EXERCISE:
Convert the entries below into a two-column CSV with the header row request,response, writing one row per entry. Put each entry's request text under request and its answer under response, enclosing every field in double quotes and replacing each line break with a space.

** Start DATASET ROWS **

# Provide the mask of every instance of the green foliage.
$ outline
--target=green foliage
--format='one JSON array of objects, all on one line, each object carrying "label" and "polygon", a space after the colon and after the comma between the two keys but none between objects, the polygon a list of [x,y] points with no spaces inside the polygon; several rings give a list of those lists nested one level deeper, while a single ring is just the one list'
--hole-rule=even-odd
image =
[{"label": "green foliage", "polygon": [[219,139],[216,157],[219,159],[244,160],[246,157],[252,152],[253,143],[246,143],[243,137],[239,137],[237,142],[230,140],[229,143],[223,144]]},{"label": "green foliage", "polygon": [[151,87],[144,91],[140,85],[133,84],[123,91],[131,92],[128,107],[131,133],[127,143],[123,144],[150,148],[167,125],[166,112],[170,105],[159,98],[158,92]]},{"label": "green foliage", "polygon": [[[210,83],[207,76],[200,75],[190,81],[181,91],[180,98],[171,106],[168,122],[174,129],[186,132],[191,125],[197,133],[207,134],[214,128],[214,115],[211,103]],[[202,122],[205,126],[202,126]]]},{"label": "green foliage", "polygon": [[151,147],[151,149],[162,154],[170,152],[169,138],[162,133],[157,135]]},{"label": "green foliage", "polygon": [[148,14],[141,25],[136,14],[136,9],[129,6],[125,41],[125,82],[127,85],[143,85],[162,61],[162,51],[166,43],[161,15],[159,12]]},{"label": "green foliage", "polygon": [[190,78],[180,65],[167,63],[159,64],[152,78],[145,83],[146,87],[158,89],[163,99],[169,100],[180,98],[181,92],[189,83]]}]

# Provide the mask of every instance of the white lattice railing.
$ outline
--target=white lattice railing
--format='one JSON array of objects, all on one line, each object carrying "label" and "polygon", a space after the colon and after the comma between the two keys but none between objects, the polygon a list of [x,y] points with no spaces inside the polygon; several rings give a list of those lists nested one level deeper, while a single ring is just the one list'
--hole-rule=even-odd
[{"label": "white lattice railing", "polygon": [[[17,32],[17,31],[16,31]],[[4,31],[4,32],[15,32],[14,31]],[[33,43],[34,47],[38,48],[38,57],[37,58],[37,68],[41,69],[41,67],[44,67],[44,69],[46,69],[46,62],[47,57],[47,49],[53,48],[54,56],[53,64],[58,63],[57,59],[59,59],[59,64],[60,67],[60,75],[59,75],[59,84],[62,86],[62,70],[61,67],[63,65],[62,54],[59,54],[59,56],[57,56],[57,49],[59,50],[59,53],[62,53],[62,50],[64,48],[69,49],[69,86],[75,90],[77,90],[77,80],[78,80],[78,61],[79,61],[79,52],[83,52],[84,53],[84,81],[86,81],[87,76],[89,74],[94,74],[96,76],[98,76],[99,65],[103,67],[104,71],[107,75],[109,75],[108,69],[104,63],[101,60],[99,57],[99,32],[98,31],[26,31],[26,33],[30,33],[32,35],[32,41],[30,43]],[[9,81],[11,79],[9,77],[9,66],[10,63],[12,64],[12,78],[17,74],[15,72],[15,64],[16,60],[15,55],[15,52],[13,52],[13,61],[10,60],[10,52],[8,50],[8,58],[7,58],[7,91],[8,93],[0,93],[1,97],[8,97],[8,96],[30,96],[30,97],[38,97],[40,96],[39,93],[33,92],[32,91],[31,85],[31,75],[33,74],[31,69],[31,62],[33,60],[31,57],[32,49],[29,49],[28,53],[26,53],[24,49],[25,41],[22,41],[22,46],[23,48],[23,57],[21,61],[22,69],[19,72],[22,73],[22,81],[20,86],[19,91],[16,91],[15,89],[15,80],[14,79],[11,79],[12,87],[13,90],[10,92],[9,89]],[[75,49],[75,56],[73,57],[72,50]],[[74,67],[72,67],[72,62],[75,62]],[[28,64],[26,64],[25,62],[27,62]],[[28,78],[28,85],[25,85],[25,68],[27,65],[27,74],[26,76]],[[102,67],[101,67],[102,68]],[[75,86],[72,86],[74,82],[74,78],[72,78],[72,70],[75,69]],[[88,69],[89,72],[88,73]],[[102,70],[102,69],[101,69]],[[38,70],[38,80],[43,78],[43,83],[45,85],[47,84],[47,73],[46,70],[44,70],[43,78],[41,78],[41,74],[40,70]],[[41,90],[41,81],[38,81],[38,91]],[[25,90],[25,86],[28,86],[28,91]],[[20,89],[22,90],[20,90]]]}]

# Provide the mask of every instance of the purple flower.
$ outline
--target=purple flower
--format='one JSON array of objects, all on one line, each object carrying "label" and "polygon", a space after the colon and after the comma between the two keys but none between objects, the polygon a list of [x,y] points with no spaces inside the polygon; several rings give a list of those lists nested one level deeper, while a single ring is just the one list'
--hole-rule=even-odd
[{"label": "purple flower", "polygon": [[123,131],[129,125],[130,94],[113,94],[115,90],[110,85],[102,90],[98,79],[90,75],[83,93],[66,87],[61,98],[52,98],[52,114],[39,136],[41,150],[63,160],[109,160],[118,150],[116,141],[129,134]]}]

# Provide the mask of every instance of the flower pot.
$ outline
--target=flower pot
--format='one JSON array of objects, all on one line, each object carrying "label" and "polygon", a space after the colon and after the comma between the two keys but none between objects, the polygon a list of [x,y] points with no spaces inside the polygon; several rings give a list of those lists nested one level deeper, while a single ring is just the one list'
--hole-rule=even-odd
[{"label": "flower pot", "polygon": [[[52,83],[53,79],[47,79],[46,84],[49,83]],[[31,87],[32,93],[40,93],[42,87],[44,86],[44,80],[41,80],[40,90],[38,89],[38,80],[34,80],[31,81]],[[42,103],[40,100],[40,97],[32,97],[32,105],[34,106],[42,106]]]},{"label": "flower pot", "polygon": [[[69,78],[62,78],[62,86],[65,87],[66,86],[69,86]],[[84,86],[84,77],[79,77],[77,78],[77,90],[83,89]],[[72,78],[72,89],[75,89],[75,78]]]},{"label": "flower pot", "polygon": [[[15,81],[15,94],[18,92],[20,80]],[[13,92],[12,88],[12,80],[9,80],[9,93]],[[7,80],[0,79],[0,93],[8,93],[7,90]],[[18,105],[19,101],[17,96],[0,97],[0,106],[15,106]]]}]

** End DATASET ROWS **

COMPLETED TASK:
request,response
"# Provide the mask of every instance of the green foliage. $ outline --target=green foliage --format='one JSON array of objects, all on one line, each object carrying ""label"" and ""polygon"", a space after the colon and after the comma between the two keys but none between objects, the polygon a list of [x,y] points with no spaces inside the polygon; several rings give a list of those lists nested one level deeper, while a single ring is just the one list' --hole-rule=even-odd image =","[{""label"": ""green foliage"", ""polygon"": [[219,139],[216,157],[219,159],[244,160],[246,157],[252,152],[253,143],[246,143],[243,137],[239,137],[237,142],[230,140],[229,143],[223,144]]},{""label"": ""green foliage"", ""polygon"": [[151,87],[144,91],[140,85],[133,84],[123,91],[131,92],[128,107],[131,133],[127,143],[123,144],[150,148],[167,125],[166,112],[170,105],[159,98],[158,92]]},{""label"": ""green foliage"", ""polygon"": [[[210,83],[207,76],[200,75],[190,81],[181,91],[180,98],[171,106],[168,122],[174,129],[186,132],[191,125],[197,133],[207,134],[214,128],[214,115],[211,103]],[[202,122],[205,126],[202,126]]]},{""label"": ""green foliage"", ""polygon"": [[151,147],[151,149],[162,154],[170,152],[169,138],[162,133],[157,135]]},{""label"": ""green foliage"", ""polygon"": [[148,14],[141,25],[136,14],[136,9],[129,6],[125,41],[125,82],[127,85],[143,85],[162,61],[162,51],[166,43],[161,15],[159,12]]},{""label"": ""green foliage"", ""polygon"": [[190,78],[180,65],[167,63],[159,64],[152,78],[145,83],[146,87],[158,89],[163,99],[169,100],[180,98],[181,92],[189,83]]}]"
"# Provide the mask of every instance of the white lattice railing. $ outline --target=white lattice railing --format='one JSON array of objects, all on one line, each object carrying ""label"" and ""polygon"", a space after the colon and after the comma between the two keys but none between objects, the polygon a list of [x,y] points with no spaces inside the polygon; several rings give a list of those lists nested one level deeper, while a single ring is just the one list' --hole-rule=even-odd","[{""label"": ""white lattice railing"", ""polygon"": [[[17,32],[17,31],[16,31]],[[4,31],[4,32],[15,32],[14,31]],[[33,43],[34,47],[38,48],[38,57],[37,58],[37,68],[41,69],[41,67],[44,67],[44,69],[46,69],[46,62],[47,57],[47,49],[53,48],[54,56],[53,64],[58,63],[57,59],[59,59],[59,64],[60,67],[60,75],[59,75],[59,84],[62,86],[62,70],[61,67],[63,65],[62,54],[59,54],[59,56],[57,56],[57,49],[59,50],[59,53],[62,53],[62,50],[64,48],[69,49],[69,86],[75,90],[77,90],[77,80],[78,80],[78,61],[79,61],[79,52],[83,52],[84,53],[84,81],[86,81],[87,76],[89,74],[94,74],[96,76],[98,76],[99,65],[103,67],[104,71],[107,75],[109,75],[108,69],[104,63],[101,60],[99,57],[99,32],[98,31],[26,31],[26,33],[30,33],[32,35],[32,41],[30,43]],[[9,81],[11,79],[9,77],[9,66],[10,63],[12,64],[12,78],[17,74],[15,72],[15,64],[16,60],[15,55],[15,52],[13,52],[13,61],[10,60],[10,52],[8,50],[8,58],[7,58],[7,91],[8,93],[0,93],[1,97],[8,97],[8,96],[30,96],[30,97],[38,97],[40,96],[39,93],[33,92],[32,91],[31,85],[31,75],[33,74],[31,69],[31,62],[33,60],[31,57],[32,49],[29,49],[28,53],[26,53],[24,49],[25,41],[22,41],[22,46],[23,48],[23,57],[21,61],[22,69],[19,72],[22,73],[22,81],[20,86],[19,91],[16,91],[15,89],[15,80],[14,79],[11,79],[12,87],[13,90],[10,92],[9,89]],[[75,49],[75,56],[73,57],[72,50]],[[74,67],[72,67],[72,62],[75,62]],[[28,64],[26,64],[25,62],[27,62]],[[28,78],[28,85],[25,85],[25,68],[27,65],[27,74],[26,76]],[[102,67],[101,67],[102,68]],[[75,86],[72,86],[74,82],[74,78],[72,78],[72,70],[75,69]],[[88,69],[89,72],[88,73]],[[102,70],[102,69],[101,69]],[[38,70],[38,80],[43,78],[43,83],[45,85],[47,84],[47,73],[46,70],[44,70],[43,78],[41,78],[41,74],[40,70]],[[41,90],[41,81],[38,81],[38,91]],[[25,90],[25,86],[28,86],[28,91]],[[20,89],[22,90],[20,90]]]}]"
"# Provide the mask of every instance of the purple flower. $ outline --target=purple flower --format='one JSON array of objects, all on one line, each object carrying ""label"" and ""polygon"", a space after the colon and after the comma between the two keys but none between objects, the polygon a list of [x,y] points with no spaces inside the polygon; several rings give a list of those lists nested one level deeper, while a single ring is just the one list' --hole-rule=even-odd","[{""label"": ""purple flower"", ""polygon"": [[123,131],[129,125],[130,94],[113,94],[115,90],[110,85],[102,90],[98,79],[90,75],[83,93],[66,87],[61,98],[52,98],[52,114],[39,136],[41,150],[63,160],[109,160],[118,150],[116,141],[129,134]]}]"
"# Provide the mask of every instance of the flower pot. $ outline --target=flower pot --format='one JSON array of objects, all on one line, each object carrying ""label"" and ""polygon"", a space after the colon and after the comma between the two keys but none between objects, the polygon a list of [x,y] points with no spaces inside the polygon; several rings give a list of those lists nested one level deeper, while a single ring is just the one list' --hole-rule=even-odd","[{""label"": ""flower pot"", ""polygon"": [[[52,83],[53,79],[47,79],[46,84],[49,83]],[[31,87],[32,93],[40,93],[42,87],[44,86],[44,80],[41,80],[40,90],[38,89],[38,80],[34,80],[31,81]],[[42,103],[40,100],[40,97],[32,97],[32,105],[34,106],[42,106]]]},{""label"": ""flower pot"", ""polygon"": [[[69,78],[62,78],[62,86],[65,87],[66,86],[69,86]],[[84,86],[84,77],[79,77],[77,78],[77,90],[83,89]],[[72,78],[72,89],[75,89],[75,78]]]},{""label"": ""flower pot"", ""polygon"": [[[15,81],[15,94],[18,92],[20,80]],[[13,92],[12,88],[12,80],[9,80],[9,93]],[[7,80],[0,79],[0,93],[8,93],[7,90]],[[18,105],[19,101],[17,96],[0,97],[0,106],[15,106]]]}]"